(WHAT THIS TASK INVOLVES): Please turn all of the material below into a two-column CSV headed input and output. Each row holds what is asked in input and its answer in output, each in a single quoted field with line breaks changed to spaces.

>> Begin THE INPUT

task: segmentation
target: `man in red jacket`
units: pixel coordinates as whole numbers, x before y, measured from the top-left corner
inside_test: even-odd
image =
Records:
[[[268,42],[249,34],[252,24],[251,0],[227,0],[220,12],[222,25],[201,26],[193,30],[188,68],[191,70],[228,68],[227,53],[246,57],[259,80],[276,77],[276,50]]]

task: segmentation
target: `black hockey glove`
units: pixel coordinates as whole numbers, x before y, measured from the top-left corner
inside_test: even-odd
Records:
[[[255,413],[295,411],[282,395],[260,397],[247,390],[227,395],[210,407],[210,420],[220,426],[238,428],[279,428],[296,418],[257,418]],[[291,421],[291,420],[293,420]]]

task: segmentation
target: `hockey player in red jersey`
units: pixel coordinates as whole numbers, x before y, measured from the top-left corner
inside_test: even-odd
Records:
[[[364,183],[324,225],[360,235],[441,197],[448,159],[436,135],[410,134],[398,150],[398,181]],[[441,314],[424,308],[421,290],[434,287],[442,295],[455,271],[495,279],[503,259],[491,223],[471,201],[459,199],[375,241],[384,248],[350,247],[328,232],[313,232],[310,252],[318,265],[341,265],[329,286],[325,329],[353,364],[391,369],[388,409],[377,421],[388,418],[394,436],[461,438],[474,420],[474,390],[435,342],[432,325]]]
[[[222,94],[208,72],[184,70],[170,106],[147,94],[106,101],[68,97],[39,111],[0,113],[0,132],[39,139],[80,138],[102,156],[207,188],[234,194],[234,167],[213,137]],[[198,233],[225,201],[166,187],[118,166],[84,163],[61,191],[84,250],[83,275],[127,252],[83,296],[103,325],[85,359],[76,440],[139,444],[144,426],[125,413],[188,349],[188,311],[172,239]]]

>> End THE INPUT

(EXERCISE OUTPUT):
input,output
"task: segmentation target: `man in red jacket` units: pixel coordinates as whole numbers, x before y, measured from the top-left corner inside_test: even-odd image = Records:","[[[268,42],[249,34],[252,24],[251,0],[227,0],[220,12],[222,25],[201,26],[193,30],[188,68],[191,70],[228,68],[227,53],[246,57],[259,80],[276,77],[276,50]]]"
"task: segmentation target: `black hockey glove` units: pixel coordinates as whole numbers, x before y, measured from the top-left corner inside_test: even-odd Records:","[[[255,413],[295,411],[282,395],[260,397],[247,390],[227,395],[210,407],[210,420],[220,426],[238,428],[279,428],[296,418],[257,418]],[[291,421],[291,420],[293,420]]]"
"task: segmentation target: `hockey player in red jersey` units: pixel coordinates as whole numbers, x before y, measured from the top-left corner inside_test: even-odd Records:","[[[364,183],[324,225],[360,235],[441,197],[448,159],[436,135],[410,134],[398,150],[398,181]],[[441,314],[424,308],[421,290],[434,287],[442,295],[455,271],[495,279],[503,259],[491,223],[471,201],[459,199],[375,241],[384,248],[350,247],[328,232],[313,232],[310,252],[318,265],[341,265],[329,286],[325,329],[353,364],[391,369],[388,409],[377,421],[388,418],[394,436],[461,438],[474,420],[474,390],[435,342],[432,325]]] [[[222,94],[208,72],[184,70],[170,106],[147,94],[106,101],[68,97],[39,111],[0,113],[0,132],[39,139],[80,138],[102,156],[207,188],[234,194],[234,167],[213,137]],[[198,233],[225,201],[166,187],[118,166],[84,163],[61,191],[84,250],[83,275],[127,252],[83,296],[103,325],[85,359],[76,440],[139,444],[144,426],[125,413],[188,349],[188,311],[172,239]]]"